Required actions:
a: Retype the court excerpt, starting with "On March 7, 2016, plaintiff" and going on through "the Court's review.".
b: Summarize the court excerpt in two sentences.
c: According to the court excerpt, on what date was the administrative record filed with the Court?

Selected extract:

---

On March 7, 2016, plaintiff filed a complaint in this Court seeking judicial review of the Commissioner's final decision. See Dkt. 1. The administrative record was filed with the Court on May 13, 2016. See Dkt. 6. The parties have completed their briefing, and thus this matter is now ripe for the Court's review.

Plaintiff argues the ALJ's decision should be reversed and remanded for further administrative proceedings because the ALJ erred in (1) evaluating the medical opinion evidence; (2) discounting plaintiff's statements and testimony. Dkt. 14, p. 1. Plaintiff also argues that defendant erred in improperly submitted a replacement exhibit on appeal. Id. For the reasons set forth below, the undersigned agrees the ALJ erred in evaluating the medical opinions of Drs. Nesanet Mitiku and Myron Goldberg. Also for the reasons set forth below, however, the undersigned recommends that while defendant's decision to deny benefits should be reversed on this basis, this matter should be remanded for further administrative proceedings.

---

Dataset section:
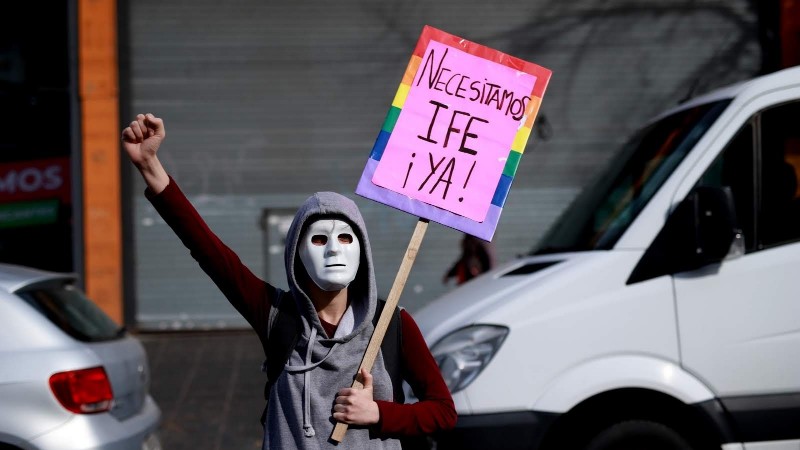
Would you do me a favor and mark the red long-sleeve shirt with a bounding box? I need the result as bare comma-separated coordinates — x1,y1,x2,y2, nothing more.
146,178,457,436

---

Completed exercise:
a:
On March 7, 2016, plaintiff filed a complaint in this Court seeking judicial review of the Commissioner's final decision. See Dkt. 1. The administrative record was filed with the Court on May 13, 2016. See Dkt. 6. The parties have completed their briefing, and thus this matter is now ripe for the Court's review.

b: After plaintiff filed a complaint on March 7, 2016 seeking judicial review of the Commissioner's final decision, the parties completed their briefing, and plaintiff argued that the ALJ erred in evaluating the medical opinion evidence and in discounting plaintiff's statements and testimony. The undersigned agrees the ALJ erred in evaluating the medical opinions of Drs. Nesanet Mitiku and Myron Goldberg and recommends that the decision to deny benefits be reversed and the matter remanded for further administrative proceedings.

c: May 13, 2016.